PASSAGE PROVIDED =>

I HAVE appointed an interdepartmental committee to make an intensive review of our programs of foreign economic and military assistance and means of strengthening them. I have asked the committee to report its recommendations to me by January 15th. The committee is under instructions to approach the problem of foreign aid with fresh minds not bound by precedent or by existing procedures or arrangements. I have asked members of the committee to give serious study to the following approaches:

1. They should seek all possible ways to simplify procedures and to render the administration of foreign assistance as speedily and as effectively as possible.

2. They should consider steps to enlist in our foreign assistance efforts, to a much greater extent, the energy, initiative, and resources of private business, labor organizations, cooperatives, universities, cities and States and other non-Federal institutions.

3. They should examine ways of encouraging more self-help on the part of recipient countries.

4. They should consider means of persuading other developed countries to increase aid to underdeveloped countries, both bilaterally and through international machinery.

5. They should seek all possible means to achieve economies and efficiencies in the administration of our aid program and to reduce to a practical minimum the number of personnel employed in those programs at home and abroad.

6. They should give most serious consideration to the suggestions made by the Senate Foreign Relations Committee for the improvement of foreign assistance.

7. They should recommend the arrangements by which the Assistant Secretary of State for Inter-American Affairs will give policy direction to the Alliance for Progress.

THE RECORDS =>
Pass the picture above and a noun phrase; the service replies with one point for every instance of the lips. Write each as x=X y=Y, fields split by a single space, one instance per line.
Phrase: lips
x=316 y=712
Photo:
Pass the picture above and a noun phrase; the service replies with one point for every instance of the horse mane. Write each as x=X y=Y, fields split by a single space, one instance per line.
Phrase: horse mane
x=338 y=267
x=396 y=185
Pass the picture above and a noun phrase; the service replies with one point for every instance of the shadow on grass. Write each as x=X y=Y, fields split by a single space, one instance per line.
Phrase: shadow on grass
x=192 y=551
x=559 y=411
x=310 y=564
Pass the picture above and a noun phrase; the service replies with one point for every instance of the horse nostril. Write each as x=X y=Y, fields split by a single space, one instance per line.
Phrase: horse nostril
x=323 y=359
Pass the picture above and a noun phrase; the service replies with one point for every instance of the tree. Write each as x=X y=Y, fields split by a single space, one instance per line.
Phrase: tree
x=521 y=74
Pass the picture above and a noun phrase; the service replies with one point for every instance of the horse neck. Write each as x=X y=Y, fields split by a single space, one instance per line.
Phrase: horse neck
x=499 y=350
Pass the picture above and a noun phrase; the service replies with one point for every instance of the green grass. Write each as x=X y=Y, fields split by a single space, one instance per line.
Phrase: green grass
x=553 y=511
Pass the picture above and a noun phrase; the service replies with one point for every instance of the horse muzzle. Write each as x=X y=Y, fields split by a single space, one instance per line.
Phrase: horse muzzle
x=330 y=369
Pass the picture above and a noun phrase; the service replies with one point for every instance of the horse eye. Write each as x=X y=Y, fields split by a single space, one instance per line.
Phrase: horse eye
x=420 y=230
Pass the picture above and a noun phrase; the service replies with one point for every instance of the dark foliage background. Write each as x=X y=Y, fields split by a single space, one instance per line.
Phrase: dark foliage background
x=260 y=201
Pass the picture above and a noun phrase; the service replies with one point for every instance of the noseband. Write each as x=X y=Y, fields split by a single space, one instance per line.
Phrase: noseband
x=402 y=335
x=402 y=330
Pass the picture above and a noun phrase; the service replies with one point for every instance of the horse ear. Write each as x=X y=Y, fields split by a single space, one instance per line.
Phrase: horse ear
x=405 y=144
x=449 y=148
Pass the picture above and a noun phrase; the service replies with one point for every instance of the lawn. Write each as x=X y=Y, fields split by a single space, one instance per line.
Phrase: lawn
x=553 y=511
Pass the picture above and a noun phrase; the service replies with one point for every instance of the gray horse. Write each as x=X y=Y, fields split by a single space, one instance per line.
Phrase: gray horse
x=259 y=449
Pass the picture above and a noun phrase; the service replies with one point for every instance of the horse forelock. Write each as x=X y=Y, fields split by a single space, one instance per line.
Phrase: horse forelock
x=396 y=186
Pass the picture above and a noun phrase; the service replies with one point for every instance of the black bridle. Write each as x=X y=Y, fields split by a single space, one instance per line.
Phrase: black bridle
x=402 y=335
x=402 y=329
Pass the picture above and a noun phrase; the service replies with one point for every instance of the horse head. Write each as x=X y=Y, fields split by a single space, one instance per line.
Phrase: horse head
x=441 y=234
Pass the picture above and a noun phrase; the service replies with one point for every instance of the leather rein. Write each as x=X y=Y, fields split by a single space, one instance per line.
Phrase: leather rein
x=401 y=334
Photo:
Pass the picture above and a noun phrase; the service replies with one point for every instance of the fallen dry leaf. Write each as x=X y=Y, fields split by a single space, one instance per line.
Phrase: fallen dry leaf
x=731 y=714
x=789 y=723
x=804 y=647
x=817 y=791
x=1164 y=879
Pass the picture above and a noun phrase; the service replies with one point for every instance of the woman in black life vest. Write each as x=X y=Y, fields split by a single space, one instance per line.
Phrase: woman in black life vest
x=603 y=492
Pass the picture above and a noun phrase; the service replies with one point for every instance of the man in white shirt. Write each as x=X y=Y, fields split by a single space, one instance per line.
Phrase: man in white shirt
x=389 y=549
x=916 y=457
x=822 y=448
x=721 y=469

WHAT YOU NEED TO DO =>
1. Count the lines in the records that contain the string "dark", and reply with the number alone.
2. Write the next part of the statement on the foreign aid review committee, starting after its seventh point.

EXERCISE RESPONSES =>
1. 2

2.
My action in appointing this committee, far from reflecting any lack of conviction in the necessity for foreign assistance, demonstrates my strong determination that those programs be so administered as to yield the greatest benefit to our country and to the free world.

This Nation has now been engaged in peacetime programs of economic and military assistance for 16 years, since President Truman's decision in 1947 to aid Greece and Turkey. Over the years, these efforts have yielded enormous dividends to the United States and other free nations. In that period we have several times changed our methods of administering foreign assistance. This is only natural, for two reasons. First, history holds no precedent for such a large national undertaking as the U.S. foreign assistance program: its administrators have had few examples or experiences to guide them. Second, the conditions and the needs for such assistance are subject to rapid change. Since 1947 our European allies have achieved prosperity and many of them are now conducting substantial foreign assistance programs. Since the war, 48 countries have achieved independence, each with its own set of problems and needs. We have over the years altered earlier programs and instituted new ones. The Alliance for Progress is a major example of a new initiative to meet special needs. It is the mandate of this new committee to examine recent changes, to anticipate the needs and demands of the future and to recommend measures and methods that will assure the most efficient and most effective use of all our foreign assistance resources.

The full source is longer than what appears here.